[Start of RECORDS FOR THE TASK]

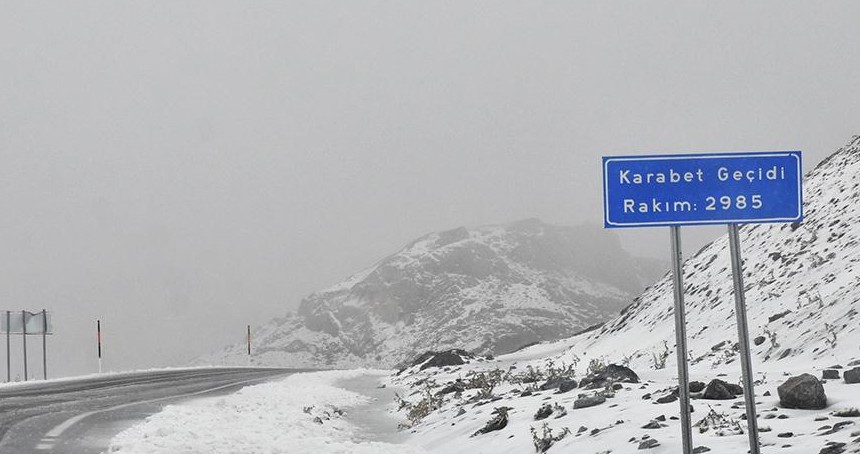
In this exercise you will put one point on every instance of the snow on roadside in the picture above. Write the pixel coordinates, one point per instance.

[End of RECORDS FOR THE TASK]
[Start of RECORDS FOR THE TASK]

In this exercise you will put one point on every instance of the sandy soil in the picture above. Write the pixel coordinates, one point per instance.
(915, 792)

[End of RECORDS FOR THE TASK]
[Start of RECORDS FOR THE TASK]

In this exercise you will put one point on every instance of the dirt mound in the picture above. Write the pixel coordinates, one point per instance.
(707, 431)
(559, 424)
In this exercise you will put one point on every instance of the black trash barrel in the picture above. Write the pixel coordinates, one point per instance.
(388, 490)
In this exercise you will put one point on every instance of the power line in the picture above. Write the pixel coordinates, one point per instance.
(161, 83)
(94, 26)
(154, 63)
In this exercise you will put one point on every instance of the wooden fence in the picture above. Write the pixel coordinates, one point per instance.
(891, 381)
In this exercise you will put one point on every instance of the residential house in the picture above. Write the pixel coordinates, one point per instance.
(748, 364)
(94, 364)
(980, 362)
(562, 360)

[End of RECORDS FOR THE TASK]

■ TASK DETAILS ■
Please locate every line in the data above that contains the word "black" and copy each of those lines in full.

■ ANSWER ■
In this exercise you will put one point on every instance of the black trash barrel in the picture above. Write the pixel coordinates, one point per instance.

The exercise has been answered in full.